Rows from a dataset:
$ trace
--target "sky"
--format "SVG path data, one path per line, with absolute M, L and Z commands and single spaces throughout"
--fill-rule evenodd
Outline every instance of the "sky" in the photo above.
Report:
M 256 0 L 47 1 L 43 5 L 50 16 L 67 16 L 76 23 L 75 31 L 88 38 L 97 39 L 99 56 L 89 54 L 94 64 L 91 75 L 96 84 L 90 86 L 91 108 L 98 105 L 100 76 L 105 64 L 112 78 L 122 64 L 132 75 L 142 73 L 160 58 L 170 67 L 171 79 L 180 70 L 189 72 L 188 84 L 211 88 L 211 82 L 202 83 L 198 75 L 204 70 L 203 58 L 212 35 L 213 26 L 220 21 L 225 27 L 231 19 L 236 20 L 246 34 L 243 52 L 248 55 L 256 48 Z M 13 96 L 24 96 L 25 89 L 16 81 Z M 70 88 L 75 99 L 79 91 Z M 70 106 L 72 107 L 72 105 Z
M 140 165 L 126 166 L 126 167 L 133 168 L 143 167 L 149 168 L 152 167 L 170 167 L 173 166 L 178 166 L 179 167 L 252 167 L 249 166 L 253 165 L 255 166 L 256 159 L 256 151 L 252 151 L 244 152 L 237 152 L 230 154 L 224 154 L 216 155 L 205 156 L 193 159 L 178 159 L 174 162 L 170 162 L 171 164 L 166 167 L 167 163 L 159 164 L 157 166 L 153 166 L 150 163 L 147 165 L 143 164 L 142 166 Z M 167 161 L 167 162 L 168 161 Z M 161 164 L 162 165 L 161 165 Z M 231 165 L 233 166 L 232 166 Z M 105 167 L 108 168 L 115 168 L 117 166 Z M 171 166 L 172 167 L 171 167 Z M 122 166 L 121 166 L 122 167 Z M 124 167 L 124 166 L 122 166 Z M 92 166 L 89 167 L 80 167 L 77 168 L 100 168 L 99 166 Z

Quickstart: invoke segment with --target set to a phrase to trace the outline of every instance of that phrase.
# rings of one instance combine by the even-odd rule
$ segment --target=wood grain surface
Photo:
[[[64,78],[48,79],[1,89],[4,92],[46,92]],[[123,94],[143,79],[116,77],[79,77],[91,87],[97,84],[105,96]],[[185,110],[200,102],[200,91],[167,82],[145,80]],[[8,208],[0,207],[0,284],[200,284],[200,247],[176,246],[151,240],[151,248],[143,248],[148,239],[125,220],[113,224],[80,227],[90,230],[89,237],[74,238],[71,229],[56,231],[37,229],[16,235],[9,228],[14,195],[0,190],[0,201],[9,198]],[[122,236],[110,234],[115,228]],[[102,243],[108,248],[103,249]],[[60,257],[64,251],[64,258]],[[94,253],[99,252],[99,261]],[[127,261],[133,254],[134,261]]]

### Task requirements
Rewrite the rows above with every "instance" changed to "occurrence", keeping all other text the same.

### Output below
$ trace
--target "sky"
--format "SVG path data, one path per line, with absolute M, L and Z commands and single spaces throughout"
--fill-rule evenodd
Outline every occurrence of the "sky" in the photo above.
Report:
M 256 0 L 47 1 L 43 5 L 50 16 L 67 16 L 76 23 L 75 31 L 88 38 L 97 39 L 99 56 L 89 54 L 94 64 L 91 75 L 96 84 L 90 86 L 91 108 L 98 105 L 100 76 L 105 64 L 112 78 L 122 64 L 132 75 L 142 73 L 160 58 L 170 67 L 171 79 L 180 70 L 189 72 L 188 84 L 211 88 L 211 82 L 202 83 L 198 75 L 204 70 L 203 58 L 212 35 L 213 26 L 220 21 L 225 27 L 231 19 L 236 20 L 246 34 L 243 52 L 248 55 L 256 48 Z M 13 96 L 24 96 L 25 89 L 16 81 Z M 70 88 L 75 99 L 79 91 Z M 70 106 L 72 107 L 72 105 Z
M 140 165 L 126 166 L 126 167 L 133 168 L 143 167 L 149 168 L 152 167 L 170 167 L 173 166 L 178 166 L 179 167 L 252 167 L 249 166 L 253 165 L 255 166 L 256 159 L 256 151 L 252 151 L 244 152 L 237 152 L 230 154 L 224 154 L 216 155 L 205 156 L 193 159 L 178 159 L 174 162 L 170 162 L 171 164 L 166 167 L 167 163 L 159 164 L 157 166 L 153 166 L 150 163 L 147 165 L 143 164 L 142 166 Z M 167 161 L 167 162 L 168 161 Z M 161 164 L 162 165 L 161 165 Z M 231 165 L 233 166 L 232 166 Z M 105 167 L 108 168 L 115 168 L 117 166 Z M 171 166 L 172 167 L 171 167 Z M 122 166 L 121 166 L 122 167 Z M 124 167 L 124 166 L 122 166 Z M 92 166 L 89 167 L 80 167 L 77 168 L 100 168 L 99 166 Z

Quickstart: invoke segment with --target set to a phrase to trace the outline of every occurrence of that phrase.
# rings of one occurrence combine by the even-odd rule
$ segment --target=wood grain surface
Photo:
[[[64,78],[48,79],[1,89],[4,92],[46,92]],[[123,94],[143,79],[116,77],[79,77],[91,87],[97,84],[105,96]],[[185,110],[200,102],[200,91],[167,82],[145,80]],[[8,208],[0,207],[0,284],[200,284],[200,247],[176,246],[151,240],[151,248],[143,248],[148,239],[125,220],[113,224],[80,227],[90,230],[89,237],[74,238],[71,229],[56,231],[37,229],[16,235],[9,228],[14,195],[0,190],[0,201],[9,198]],[[122,236],[110,234],[115,228]],[[102,243],[108,248],[103,249]],[[60,257],[64,251],[64,258]],[[94,253],[99,252],[99,261]],[[127,261],[133,254],[134,261]]]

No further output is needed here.